> **Required actions**
(a) Please condense the paragraph of the mean-field article that begins "I remember the hard time" into a shorter version that keeps its main facts.
(b) Pick out each line of the rows that contains the string "tiled", with case counting, and copy those lines.

## Mean-Field Variational Approximation for Graphical Models

I remember the hard time I had when I tried to understand the mean-field variational approximation for Dynamic Tree Bayesian Networks (DTBNs). I tried to find a good paper to read. There were so many of them out there, so many that I did not know which one to begin with. Unfortunately I began with a bad one ^_^. I felt like I was walking in a deep forest, dark, lost and hopeless…hahaha. Now that I get through of it already, I would not want anyone to get lost like I did, and I would like to save some precious time for you. There are a whole bunch of great authors on this topic and I’m not having much time to write my own version of mean-field tutorial anyway. In stead I think it’s a good idea to compile a reading list on this topic so that you can enjoy walking on this beautiful forest as deep as you want. Please remember that this is just a starting point.

> **Information shown**
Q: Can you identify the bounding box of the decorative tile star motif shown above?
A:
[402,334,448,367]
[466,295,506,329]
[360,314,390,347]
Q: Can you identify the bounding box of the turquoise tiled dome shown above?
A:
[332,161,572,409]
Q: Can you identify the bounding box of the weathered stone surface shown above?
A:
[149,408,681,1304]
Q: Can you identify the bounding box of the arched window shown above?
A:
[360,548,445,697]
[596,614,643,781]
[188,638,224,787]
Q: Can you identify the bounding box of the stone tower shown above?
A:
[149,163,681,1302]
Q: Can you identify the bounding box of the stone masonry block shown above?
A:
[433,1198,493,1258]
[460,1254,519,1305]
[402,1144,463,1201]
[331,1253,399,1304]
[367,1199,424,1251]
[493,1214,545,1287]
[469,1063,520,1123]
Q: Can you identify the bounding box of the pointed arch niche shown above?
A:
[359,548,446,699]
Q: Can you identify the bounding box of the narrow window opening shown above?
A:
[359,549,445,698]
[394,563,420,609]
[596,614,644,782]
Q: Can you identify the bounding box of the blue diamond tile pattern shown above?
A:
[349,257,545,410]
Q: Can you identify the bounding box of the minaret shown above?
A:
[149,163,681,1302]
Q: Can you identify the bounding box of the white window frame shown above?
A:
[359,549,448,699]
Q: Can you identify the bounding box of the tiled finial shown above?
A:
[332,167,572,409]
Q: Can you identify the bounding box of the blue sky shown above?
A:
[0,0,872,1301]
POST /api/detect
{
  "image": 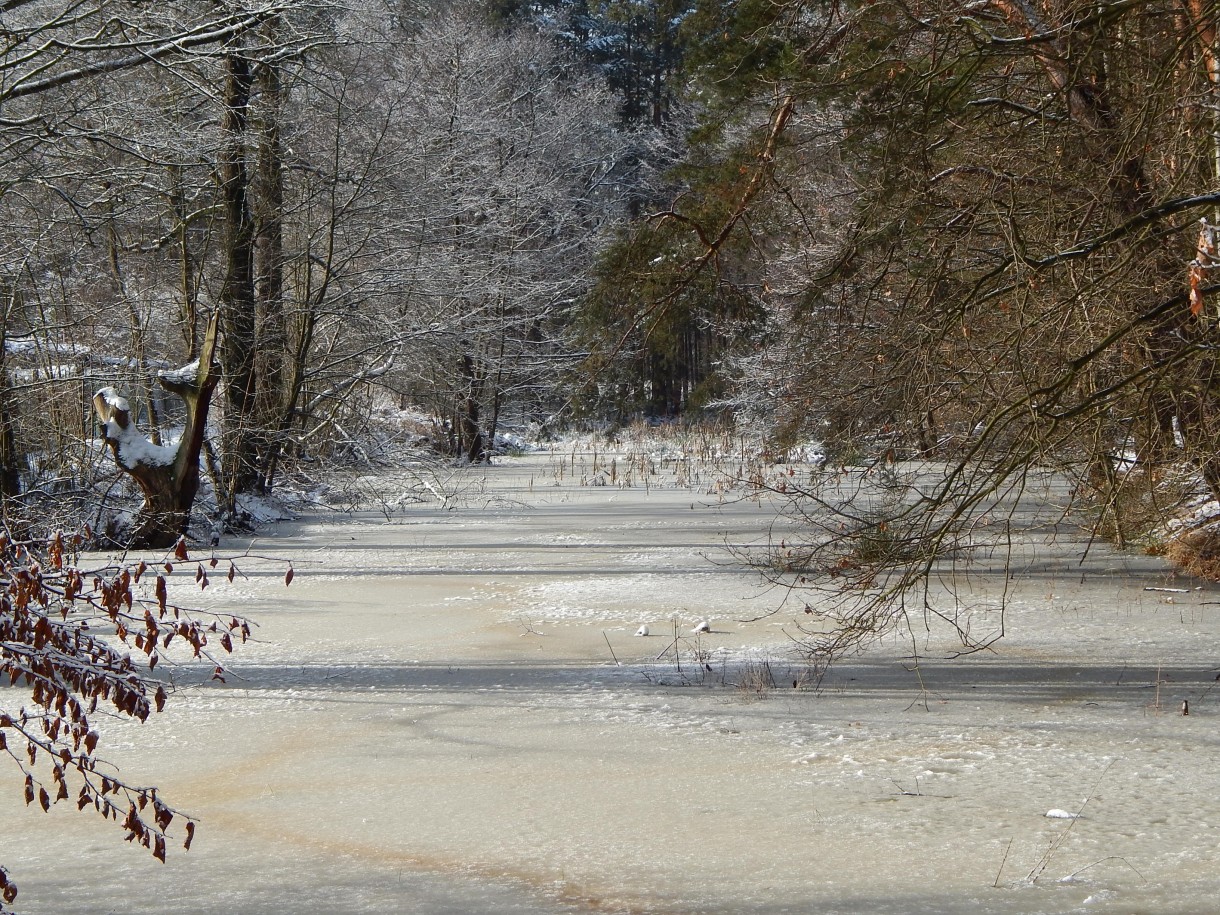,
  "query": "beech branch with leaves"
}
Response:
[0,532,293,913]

--

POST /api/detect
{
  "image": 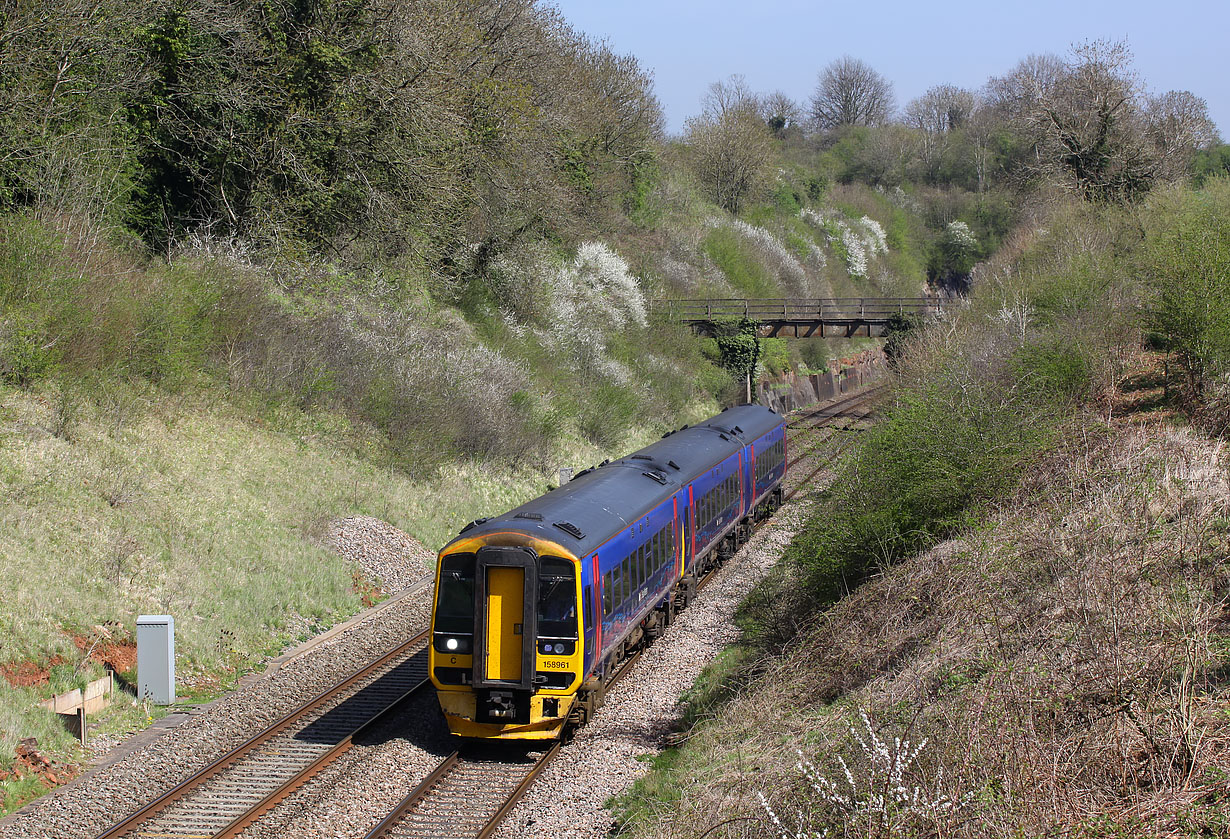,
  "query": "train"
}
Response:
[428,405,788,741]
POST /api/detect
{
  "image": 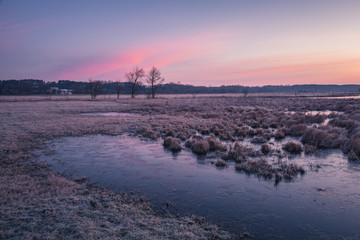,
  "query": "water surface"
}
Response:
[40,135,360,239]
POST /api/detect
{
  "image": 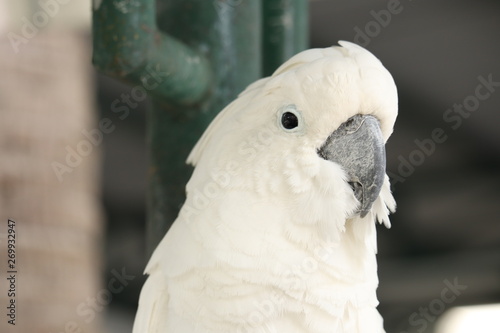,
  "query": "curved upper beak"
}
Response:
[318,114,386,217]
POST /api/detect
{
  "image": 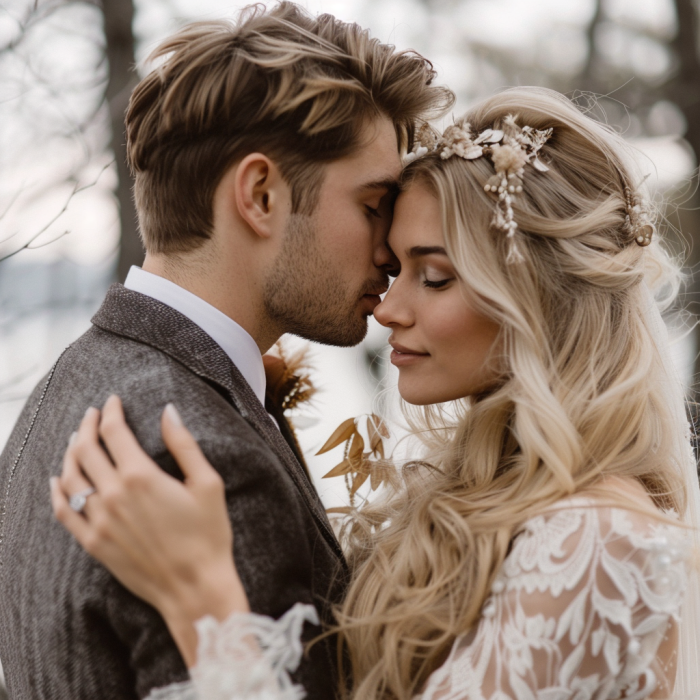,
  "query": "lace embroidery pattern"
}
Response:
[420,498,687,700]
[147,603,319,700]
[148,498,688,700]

--

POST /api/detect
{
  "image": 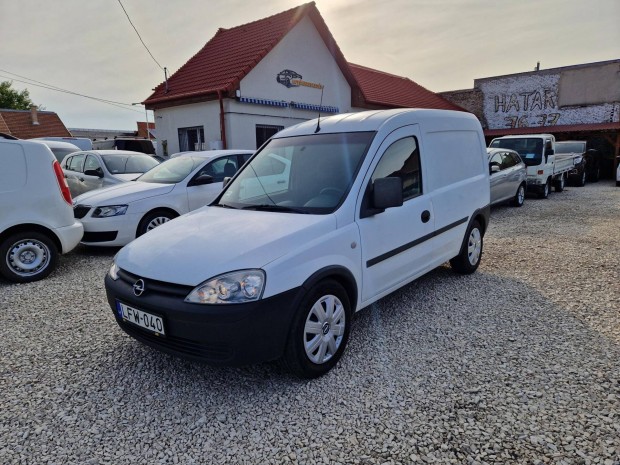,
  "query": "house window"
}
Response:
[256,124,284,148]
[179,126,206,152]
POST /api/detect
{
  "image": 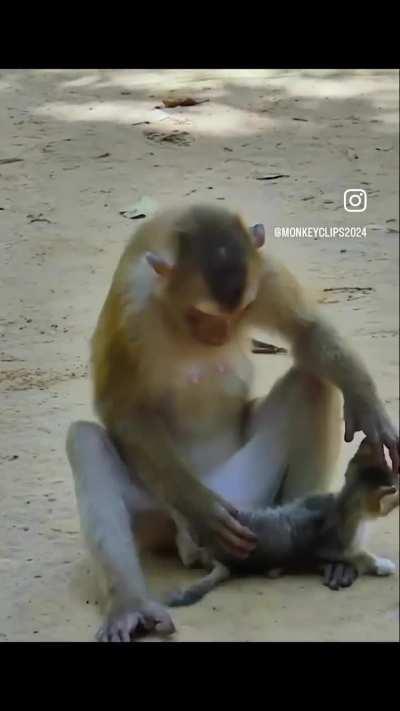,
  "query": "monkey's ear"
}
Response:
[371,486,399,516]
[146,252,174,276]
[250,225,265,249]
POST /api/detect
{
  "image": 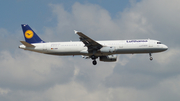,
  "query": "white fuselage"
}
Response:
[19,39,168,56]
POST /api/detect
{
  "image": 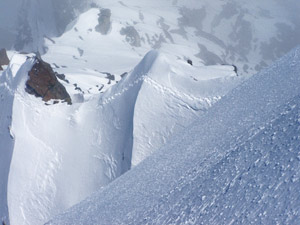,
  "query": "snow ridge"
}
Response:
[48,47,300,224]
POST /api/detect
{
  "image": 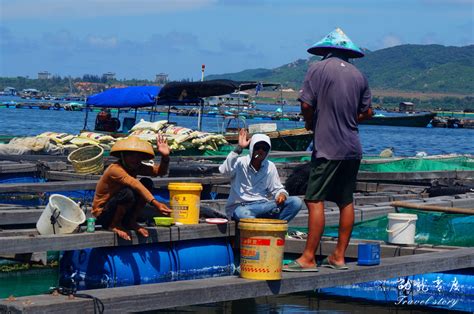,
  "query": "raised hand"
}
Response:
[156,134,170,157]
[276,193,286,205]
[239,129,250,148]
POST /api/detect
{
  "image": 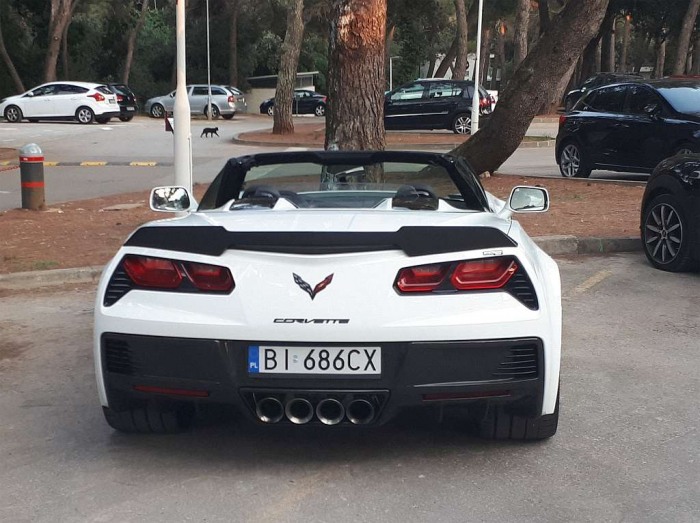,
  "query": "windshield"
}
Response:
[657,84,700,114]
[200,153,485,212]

> **Solutions by task**
(a) I struggled to understand the mean-field variational approximation for Dynamic Tree Bayesian Networks (DTBNs). There were so many papers that I didn't know where to begin, and I started with a bad one that left me feeling lost. Now that I've gotten through it, I want to spare others that trouble and save them time. Many great authors cover this topic, and I don't have much time to write my own tutorial. Instead, I'm compiling a reading list, which is only a starting point.

(b)
Q: Can you identify the bounding box of the turquoise tiled dome shown above?
Q: Can you identify the bounding box of the tiled finial shown above?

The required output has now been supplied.